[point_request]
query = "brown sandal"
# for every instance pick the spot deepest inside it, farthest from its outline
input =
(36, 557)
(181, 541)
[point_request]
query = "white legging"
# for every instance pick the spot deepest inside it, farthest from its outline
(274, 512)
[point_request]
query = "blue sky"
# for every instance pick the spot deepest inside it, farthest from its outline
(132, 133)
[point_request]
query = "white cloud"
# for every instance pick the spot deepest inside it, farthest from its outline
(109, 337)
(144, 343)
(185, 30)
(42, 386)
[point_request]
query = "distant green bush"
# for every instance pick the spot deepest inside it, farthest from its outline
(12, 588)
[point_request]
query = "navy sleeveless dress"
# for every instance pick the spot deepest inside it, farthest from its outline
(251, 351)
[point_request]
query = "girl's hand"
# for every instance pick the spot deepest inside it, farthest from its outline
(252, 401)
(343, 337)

··········

Your instructions –
Filter the listing down to the lines holding the word "query", and return those.

Solution –
query = "brown sandal"
query = "white legging"
query = "blue sky"
query = "white cloud"
query = "distant green bush"
query = "navy sleeveless dress"
query = "girl's hand"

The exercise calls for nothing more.